What is required = Starting at the line with "For every instance of the fruit stem" in it, reproduce each line below through the last one, exactly, and include nothing else.

[START Recorded data]

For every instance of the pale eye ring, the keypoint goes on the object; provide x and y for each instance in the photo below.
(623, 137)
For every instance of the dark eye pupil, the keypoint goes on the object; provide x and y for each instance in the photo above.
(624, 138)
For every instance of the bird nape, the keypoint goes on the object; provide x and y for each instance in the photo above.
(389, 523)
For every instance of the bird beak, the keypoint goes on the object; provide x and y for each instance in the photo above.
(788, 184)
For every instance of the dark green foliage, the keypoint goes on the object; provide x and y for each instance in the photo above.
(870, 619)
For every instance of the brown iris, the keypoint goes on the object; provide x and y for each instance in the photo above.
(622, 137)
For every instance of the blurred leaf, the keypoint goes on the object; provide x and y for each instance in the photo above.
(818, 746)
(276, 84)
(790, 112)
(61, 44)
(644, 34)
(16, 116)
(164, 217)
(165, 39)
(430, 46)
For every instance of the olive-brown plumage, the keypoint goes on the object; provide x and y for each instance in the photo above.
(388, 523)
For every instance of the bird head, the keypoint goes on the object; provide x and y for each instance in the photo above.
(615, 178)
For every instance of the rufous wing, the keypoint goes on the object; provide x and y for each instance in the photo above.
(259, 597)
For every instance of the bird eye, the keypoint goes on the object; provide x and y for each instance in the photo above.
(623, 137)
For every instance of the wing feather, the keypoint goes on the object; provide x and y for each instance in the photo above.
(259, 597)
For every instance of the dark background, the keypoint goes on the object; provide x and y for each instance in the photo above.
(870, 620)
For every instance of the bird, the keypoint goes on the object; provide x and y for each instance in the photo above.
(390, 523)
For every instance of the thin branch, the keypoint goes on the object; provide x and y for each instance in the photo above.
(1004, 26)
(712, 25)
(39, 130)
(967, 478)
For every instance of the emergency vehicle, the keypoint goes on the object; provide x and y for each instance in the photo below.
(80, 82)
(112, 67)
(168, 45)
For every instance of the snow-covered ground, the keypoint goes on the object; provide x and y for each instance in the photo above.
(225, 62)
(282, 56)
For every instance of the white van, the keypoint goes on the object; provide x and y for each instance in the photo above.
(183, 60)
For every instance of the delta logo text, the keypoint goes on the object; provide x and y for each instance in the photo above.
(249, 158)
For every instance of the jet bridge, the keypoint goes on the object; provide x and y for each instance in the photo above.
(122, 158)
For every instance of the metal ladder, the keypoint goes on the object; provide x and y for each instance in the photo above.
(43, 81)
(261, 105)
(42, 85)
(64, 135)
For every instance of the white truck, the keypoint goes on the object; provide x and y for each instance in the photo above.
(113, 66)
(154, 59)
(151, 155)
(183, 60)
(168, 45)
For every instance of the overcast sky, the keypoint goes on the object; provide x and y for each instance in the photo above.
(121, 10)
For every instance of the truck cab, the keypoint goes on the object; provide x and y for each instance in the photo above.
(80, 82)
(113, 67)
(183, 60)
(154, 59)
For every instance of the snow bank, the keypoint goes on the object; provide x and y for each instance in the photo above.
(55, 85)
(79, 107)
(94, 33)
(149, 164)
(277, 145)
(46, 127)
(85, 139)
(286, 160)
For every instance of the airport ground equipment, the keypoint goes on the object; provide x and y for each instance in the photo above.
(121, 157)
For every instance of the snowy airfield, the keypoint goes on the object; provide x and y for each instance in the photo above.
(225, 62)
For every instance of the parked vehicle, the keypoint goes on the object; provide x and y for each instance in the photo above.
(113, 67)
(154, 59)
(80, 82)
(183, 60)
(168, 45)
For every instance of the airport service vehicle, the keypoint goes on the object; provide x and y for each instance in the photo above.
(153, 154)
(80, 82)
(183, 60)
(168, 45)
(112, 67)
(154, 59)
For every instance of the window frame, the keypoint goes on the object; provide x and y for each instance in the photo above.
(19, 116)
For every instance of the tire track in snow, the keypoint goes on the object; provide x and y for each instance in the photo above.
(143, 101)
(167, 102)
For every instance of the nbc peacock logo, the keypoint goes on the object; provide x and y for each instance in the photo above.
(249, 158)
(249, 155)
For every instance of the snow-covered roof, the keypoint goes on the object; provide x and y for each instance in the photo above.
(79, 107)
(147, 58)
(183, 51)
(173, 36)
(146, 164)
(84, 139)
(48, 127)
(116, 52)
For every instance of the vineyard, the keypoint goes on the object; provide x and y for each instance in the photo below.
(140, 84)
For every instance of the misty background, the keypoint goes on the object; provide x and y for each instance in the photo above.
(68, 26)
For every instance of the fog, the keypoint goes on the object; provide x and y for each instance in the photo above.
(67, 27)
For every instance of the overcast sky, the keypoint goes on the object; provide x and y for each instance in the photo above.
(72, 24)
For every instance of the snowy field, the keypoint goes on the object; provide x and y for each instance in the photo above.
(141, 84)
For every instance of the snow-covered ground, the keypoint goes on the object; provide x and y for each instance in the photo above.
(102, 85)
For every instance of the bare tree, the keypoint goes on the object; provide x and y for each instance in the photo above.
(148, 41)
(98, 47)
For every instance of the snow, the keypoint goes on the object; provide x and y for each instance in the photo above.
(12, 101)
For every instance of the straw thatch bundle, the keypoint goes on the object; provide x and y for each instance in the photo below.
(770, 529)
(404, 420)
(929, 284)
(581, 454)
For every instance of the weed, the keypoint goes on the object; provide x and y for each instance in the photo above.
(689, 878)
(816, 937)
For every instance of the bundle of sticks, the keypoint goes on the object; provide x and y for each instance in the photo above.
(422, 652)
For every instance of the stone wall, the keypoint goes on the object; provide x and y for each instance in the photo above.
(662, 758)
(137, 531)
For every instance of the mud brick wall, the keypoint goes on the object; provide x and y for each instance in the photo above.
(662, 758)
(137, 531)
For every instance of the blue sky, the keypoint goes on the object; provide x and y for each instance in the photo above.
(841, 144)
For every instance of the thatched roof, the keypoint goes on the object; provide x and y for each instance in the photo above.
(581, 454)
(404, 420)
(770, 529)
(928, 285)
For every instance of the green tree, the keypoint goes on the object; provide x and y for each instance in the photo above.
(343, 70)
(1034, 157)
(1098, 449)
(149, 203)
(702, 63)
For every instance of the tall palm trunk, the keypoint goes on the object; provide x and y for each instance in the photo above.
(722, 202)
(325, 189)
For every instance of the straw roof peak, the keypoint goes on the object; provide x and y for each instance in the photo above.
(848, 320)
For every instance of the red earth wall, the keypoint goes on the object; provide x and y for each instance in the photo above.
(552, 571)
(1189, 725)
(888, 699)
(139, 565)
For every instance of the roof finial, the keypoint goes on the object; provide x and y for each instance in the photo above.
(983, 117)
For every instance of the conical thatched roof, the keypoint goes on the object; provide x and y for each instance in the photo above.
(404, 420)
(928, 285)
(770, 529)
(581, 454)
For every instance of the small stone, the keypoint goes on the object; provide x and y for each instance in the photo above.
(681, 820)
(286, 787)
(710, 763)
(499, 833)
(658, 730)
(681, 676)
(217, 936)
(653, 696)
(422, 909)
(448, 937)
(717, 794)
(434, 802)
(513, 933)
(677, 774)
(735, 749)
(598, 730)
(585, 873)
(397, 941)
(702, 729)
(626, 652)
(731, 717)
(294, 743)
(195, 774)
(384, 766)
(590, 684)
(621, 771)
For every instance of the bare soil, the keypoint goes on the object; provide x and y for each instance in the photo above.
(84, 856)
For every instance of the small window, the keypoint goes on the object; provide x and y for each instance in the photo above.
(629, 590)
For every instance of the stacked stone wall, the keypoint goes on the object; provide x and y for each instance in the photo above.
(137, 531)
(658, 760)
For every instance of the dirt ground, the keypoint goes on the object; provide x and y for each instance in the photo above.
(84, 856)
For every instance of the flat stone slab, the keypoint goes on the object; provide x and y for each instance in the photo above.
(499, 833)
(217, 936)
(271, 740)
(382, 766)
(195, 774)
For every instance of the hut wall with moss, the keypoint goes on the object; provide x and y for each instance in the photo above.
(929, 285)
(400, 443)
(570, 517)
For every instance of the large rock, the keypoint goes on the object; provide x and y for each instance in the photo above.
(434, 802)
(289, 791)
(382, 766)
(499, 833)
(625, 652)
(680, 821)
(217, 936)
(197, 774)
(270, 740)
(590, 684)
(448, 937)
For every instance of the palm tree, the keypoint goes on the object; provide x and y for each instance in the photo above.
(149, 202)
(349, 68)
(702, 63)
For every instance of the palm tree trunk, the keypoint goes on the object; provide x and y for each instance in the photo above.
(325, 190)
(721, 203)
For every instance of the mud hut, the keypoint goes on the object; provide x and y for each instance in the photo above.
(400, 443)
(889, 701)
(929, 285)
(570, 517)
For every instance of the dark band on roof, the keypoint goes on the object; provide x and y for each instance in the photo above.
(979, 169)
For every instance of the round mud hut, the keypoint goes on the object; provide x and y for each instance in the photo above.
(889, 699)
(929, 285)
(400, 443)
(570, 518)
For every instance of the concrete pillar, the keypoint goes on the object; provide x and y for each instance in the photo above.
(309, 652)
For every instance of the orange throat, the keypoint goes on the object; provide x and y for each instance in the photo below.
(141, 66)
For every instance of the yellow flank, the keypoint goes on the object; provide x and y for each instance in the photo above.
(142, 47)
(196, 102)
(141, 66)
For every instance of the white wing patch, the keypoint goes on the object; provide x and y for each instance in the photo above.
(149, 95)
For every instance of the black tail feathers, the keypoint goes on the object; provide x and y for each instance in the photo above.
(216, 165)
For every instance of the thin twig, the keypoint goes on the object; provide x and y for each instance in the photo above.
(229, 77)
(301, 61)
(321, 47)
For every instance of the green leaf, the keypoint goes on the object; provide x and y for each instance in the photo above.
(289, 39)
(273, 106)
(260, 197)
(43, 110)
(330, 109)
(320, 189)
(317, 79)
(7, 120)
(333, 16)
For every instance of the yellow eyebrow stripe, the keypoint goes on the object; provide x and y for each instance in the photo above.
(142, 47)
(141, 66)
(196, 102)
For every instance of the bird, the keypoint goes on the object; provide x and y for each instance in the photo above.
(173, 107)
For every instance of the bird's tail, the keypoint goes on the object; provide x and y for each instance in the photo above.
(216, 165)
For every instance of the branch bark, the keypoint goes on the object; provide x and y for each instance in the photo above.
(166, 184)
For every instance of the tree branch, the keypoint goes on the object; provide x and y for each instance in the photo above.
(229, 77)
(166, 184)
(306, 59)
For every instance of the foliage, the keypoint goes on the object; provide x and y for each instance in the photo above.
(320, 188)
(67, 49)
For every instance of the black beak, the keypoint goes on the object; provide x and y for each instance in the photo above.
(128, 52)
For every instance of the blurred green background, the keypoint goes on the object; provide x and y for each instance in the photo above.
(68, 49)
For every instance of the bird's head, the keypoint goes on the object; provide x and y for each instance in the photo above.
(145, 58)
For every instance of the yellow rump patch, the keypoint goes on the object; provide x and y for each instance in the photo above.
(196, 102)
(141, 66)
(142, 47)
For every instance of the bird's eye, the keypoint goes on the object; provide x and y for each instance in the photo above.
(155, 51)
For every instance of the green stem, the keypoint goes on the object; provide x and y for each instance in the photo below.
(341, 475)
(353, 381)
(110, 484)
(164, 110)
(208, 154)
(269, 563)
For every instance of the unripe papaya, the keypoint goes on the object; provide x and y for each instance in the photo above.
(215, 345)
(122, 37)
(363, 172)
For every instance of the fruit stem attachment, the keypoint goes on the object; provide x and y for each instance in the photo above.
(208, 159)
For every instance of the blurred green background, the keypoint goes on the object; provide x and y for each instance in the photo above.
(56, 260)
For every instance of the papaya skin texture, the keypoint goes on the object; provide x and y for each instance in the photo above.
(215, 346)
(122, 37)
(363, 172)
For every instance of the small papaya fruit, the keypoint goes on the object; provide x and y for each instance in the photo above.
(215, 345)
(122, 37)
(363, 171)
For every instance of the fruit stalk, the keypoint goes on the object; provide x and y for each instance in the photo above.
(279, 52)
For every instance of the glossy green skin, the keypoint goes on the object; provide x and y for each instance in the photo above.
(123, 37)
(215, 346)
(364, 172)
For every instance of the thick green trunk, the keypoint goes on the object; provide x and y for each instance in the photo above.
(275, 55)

[END Recorded data]

Worked answer =
For every instance of the fruit stem attachment, the keypoint goes on the object; provide x and y for each instance in the photo above.
(208, 159)
For every instance of the blurred green background, the keypoint goes on the object; provide x and y for each instance in the photo above.
(56, 260)
For every instance of the papaya skin texture, the keypoint goes on the object; provide x and y for each instance in the photo above.
(215, 346)
(122, 37)
(363, 172)
For every instance of the small papaya fruit, the keypoint goes on the object; provide x and y for each instance in the photo above.
(215, 345)
(122, 37)
(363, 171)
For every instance of the fruit stalk, the keypoint goes on the object; provide x and y for each instance in the photo above.
(279, 52)
For every instance of the glossy green skin, the keypoint goes on the object; provide x and y for each instance in the photo above.
(123, 37)
(215, 346)
(364, 172)
For every instance of the thick green trunk, the keypoint goes on the object; provide x and y for each instance in the photo above.
(275, 55)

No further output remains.